## What the task requires
Reproduce word for word the part of the optimization notes below that opens with the words "Avoid making very" and closes with "(1 / some_constant)".

## Article
--*--
No out-of-order execution optimization

// Bad
pub fn main(){

   let x = 1.0;
    let y = 2.0;
    let z = 3.0;
    let w = 4.0;
    let mut res = 0.0;
    
    res = x + y + z + w;
}

out-of-order execution optimization

pub fn main(){

   let x = 1.0;
    let y = 2.0;
    let z = 3.0;
    let w = 4.0;
    let mut res = 0.0;
    
    res = (x + y) + (z + w);
   
}

An important factor to take into account for out-of-order execution;

  • Prevent false dependences by writing to a full register rather than a partial register (RAX or EAX, not AX or especially AH)

  • INC and DEC are inefficient on some CPU use ADD or SUB

  • Chain of instruction that depends on previous instruction/s can't utilize out-of-order execution

  • The CPU can do more things simultaneously if the code contains a good mixture of instructions from different categories in the execution unit (ALU, FPU, AGU, etc...)

The condition that works best for auto-vectorization

  1. Align array and big structure to 16 for SSE, 32 for AVX, and preferably 64 for AVX512
  2. Loop counter should preferably be constant and divisible by the number of elements in the vector
  3. Minimize the use of branches.

The compiler may fail to vectorize the code if these conditions persist

  1. Cannot rule out that not-taken branches will generate exceptions or other side effects
  2. Compiler doesn't know the size of the array is multiple vector size
  3. Compiler doesn't know if the data structure is aligned properly
  4. Re-arrangement to fit into vector
  5. Code to complex
  6. External function call that isn't available in the vector version

For critical functions that use multiplication. Use the shift left operator if the operand is a power of 2
Or you may use the shift left operator if the operand isn't a power of two, but it will require an intermediate step

pub fn main(){
   let a  = 5;
   let res = a * 4;
   let optimized_res = a << 2;
  
  let a = 5;
  let res = a * 7;
  let intermidate_optimized =15; // or a + a + a  since a << 2 == 4 , so 7 - 4 == 3 thus needing to add a variable 3 times
  let optimized_res = a << 2 + intermidate_optimized;
}

This solution should only be used in the critical section and hot code. The compiler can usually optimize multiplying with powers of two and multiplying with 3, 5, and 9.

Avoid making very big data structure size be constrained to the power of two to prevent very expensive cache contention.

Unsigned int division is faster than signed when dividing with and without a constant. Remember converting between signed and unsigned is a relatively cheap operation. The same rules apply to modulo.

Floating point division by a constant should be done by multiplying with the reciprocal. constant (1 / some_constant)
can be usually calculated at compile time, thus will only do multiplication rather than division. There is usually a heavy guard to prevent compilers to optimize for this due to precision loss so it is best practice to do this explicitly.

pub fn main(){
  let a : f32 = 5.0; 
  let res : f32 =  a / 1.24816; // not quite good.
  let res_optimized = a * (1.0 / 1.24816); // better because some compiler will get the value at compile time.
  let res_best = a * 0.801179335 // best solution is just to compute this.
--*--
## Record list
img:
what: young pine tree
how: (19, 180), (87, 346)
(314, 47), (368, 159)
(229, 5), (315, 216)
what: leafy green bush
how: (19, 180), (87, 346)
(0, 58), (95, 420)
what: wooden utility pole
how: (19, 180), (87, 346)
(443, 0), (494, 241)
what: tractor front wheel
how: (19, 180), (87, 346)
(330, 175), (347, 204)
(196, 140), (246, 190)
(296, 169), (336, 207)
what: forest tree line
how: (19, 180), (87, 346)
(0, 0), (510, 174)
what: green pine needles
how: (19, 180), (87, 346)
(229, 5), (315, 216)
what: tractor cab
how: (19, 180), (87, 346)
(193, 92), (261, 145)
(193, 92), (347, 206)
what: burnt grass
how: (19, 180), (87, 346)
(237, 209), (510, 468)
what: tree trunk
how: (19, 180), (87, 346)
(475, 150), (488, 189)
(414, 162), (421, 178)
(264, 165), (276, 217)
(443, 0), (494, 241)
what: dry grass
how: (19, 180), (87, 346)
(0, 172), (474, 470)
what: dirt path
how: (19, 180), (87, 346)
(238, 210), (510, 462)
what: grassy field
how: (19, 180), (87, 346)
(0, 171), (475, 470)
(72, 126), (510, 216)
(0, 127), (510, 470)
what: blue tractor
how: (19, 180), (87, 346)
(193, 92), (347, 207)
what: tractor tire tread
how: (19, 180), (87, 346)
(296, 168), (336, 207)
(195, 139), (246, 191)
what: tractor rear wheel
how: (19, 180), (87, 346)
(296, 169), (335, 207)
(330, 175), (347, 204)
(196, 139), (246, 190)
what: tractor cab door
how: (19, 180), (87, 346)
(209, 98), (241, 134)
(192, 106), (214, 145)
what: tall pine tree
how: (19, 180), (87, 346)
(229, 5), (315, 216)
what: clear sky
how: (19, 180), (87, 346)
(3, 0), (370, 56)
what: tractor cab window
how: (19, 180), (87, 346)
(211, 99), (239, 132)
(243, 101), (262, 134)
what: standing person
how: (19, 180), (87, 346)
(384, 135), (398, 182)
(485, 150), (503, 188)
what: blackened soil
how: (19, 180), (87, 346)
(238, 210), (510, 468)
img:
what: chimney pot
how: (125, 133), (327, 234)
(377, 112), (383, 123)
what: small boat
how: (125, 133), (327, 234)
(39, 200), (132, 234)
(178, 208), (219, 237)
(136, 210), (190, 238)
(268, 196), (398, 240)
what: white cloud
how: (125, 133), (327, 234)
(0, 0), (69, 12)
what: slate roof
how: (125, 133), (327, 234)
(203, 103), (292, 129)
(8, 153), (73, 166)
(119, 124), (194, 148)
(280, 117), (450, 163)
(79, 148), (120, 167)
--*--
## Result below
Avoid making very big data structure size be constrained to the power of two to prevent very expensive cache contention.

Unsigned int division is faster than signed when dividing with and without a constant. Remember converting between signed and unsigned is a relatively cheap operation. The same rules apply to modulo.

Floating point division by a constant should be done by multiplying with the reciprocal. constant (1 / some_constant)